§ **Written task 1**: In the sermon passage below, what does the speaker call the simple act at the heart of the faith?
§ **Written task 2**: From the sermon passage below, list every phrase the speaker says adults often use to pacify a child on a car journey.
§ **Written task 3**: Sum up the sermon passage below in two sentences.

Everyone has been on a car journey, when eventually that little voice from the back seat pipes up and asks, “Are we nearly there yet?>” Because it’s important to that little person that the end of the trip is nigh, because they want to start the activity. We also often want to pacify them by saying, “Won’t be long now” “Almost there” “Not quite” “Go to sleep and we’ll wake you up when we’re there”

Sometimes we forget how to walk in someone else’s shoes or see it from another person’s viewpoint. Or perhaps another familiar way in which a teacher would get the message across about the importance of knowing our times tables. I remember sitting or standing behind my desk in class chanting, “One two is two, two two’s a re four, three two’s are six”

I’m signed up to a Christian Facebook feed or a number of them. Dick, do you have the slide, please? I like this one. If it’s there, it may not be. No? It just says, “Love one another as the Father has loved you, so you should love one another. Love one another deeply” You get the point that there’s a bit of a repetition here. It’s a reminder that there is a simple act at the heart of our faith: love. That reminder, as we see here, is printed all the way through the Bible, explicitly, like we read here, and sometimes perhaps more implicitly by the actions shown by somebody.

§ **Information given**:
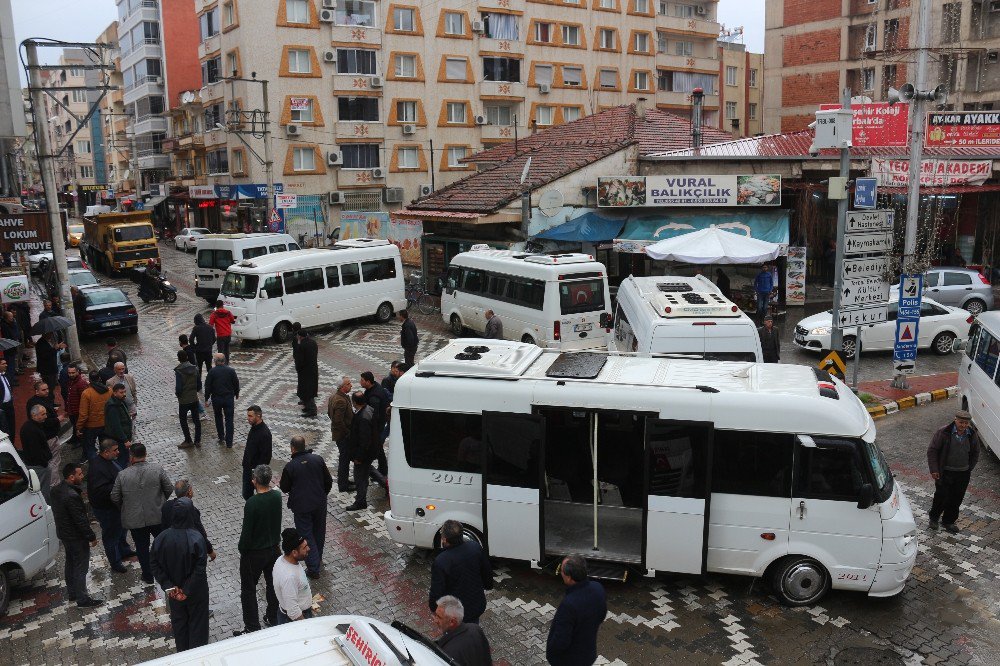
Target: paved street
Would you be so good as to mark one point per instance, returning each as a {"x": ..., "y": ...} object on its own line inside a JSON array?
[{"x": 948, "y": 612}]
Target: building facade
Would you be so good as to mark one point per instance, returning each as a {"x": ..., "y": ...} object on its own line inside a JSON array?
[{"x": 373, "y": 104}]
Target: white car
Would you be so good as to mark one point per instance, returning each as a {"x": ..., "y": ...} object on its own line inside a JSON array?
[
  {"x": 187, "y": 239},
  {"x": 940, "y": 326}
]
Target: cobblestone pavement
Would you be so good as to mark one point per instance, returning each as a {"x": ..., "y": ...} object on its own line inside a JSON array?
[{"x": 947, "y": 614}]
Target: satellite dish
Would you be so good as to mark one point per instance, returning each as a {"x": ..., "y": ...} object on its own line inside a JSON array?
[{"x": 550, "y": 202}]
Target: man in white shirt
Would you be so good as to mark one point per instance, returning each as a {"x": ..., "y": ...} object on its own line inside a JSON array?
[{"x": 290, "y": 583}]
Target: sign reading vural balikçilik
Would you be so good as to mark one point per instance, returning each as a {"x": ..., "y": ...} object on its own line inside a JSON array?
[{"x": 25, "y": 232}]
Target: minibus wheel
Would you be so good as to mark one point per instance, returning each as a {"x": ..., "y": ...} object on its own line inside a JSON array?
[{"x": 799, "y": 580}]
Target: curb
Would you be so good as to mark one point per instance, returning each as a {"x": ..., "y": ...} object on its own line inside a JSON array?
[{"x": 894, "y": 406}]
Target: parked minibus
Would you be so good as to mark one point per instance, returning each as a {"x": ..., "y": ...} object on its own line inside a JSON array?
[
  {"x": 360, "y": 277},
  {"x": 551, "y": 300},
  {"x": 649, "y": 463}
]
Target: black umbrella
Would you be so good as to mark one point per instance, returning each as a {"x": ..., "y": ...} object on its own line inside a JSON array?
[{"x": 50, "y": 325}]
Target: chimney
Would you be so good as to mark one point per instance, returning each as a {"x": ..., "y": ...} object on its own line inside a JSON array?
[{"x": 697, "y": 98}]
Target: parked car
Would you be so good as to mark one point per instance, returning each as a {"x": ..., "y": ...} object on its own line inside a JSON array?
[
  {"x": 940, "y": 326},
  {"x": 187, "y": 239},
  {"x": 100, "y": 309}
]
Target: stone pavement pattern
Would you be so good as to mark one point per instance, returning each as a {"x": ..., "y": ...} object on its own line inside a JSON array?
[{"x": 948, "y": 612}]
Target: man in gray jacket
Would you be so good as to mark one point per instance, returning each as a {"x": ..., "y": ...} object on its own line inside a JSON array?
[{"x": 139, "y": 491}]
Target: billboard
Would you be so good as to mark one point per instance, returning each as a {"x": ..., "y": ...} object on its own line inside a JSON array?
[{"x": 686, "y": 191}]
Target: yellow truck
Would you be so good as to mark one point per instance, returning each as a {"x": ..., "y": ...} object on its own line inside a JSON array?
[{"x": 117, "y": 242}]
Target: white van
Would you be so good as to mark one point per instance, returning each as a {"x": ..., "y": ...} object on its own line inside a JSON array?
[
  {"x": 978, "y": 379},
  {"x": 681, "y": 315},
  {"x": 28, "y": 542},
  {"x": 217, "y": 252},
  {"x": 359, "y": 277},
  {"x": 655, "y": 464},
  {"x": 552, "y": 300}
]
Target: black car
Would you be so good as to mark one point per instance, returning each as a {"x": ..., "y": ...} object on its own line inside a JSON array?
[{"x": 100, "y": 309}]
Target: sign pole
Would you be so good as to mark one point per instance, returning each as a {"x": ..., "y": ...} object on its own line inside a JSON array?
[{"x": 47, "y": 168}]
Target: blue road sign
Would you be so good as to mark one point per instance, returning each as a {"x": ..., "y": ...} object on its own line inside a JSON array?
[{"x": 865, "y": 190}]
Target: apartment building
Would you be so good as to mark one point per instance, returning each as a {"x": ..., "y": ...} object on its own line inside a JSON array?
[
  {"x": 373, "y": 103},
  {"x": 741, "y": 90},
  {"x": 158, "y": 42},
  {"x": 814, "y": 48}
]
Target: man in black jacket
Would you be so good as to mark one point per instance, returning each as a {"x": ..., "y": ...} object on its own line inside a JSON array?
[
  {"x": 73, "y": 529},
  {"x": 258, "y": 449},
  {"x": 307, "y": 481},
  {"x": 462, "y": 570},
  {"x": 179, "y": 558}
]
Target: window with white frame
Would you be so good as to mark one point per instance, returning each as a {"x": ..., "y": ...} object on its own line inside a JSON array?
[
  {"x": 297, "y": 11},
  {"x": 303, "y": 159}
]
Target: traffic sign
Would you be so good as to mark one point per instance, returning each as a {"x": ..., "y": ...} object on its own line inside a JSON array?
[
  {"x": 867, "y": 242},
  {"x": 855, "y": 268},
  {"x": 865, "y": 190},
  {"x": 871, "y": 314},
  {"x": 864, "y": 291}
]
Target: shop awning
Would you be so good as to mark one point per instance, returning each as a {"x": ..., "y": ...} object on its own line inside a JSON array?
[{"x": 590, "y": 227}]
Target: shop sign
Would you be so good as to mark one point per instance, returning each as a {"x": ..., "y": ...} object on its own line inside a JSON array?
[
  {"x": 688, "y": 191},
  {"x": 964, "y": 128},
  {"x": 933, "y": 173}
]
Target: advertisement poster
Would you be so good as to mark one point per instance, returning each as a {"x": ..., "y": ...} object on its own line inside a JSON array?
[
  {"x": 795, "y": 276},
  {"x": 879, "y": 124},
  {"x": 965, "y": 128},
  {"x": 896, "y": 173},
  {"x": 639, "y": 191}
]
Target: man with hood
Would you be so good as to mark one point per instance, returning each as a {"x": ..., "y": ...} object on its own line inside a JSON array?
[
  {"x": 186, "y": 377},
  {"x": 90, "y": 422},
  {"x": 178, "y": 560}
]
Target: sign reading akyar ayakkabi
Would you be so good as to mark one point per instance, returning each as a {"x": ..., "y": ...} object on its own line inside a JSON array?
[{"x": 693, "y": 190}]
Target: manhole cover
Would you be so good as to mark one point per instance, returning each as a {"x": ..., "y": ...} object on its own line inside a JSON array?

§ **Written reply 1**: Love.

§ **Written reply 2**:
"Won't be long now"
"Almost there"
"Not quite"
"Go to sleep and we'll wake you up when we're there"

§ **Written reply 3**: The speaker recalls familiar phrases, such as a child in the back seat asking "Are we nearly there yet?" and a class chanting times tables. Quoting a Christian Facebook post that repeats "love one another," the speaker says it reminds us that love is the simple act at the heart of the faith, a reminder that runs all through the Bible, sometimes explicitly and sometimes through the actions of people.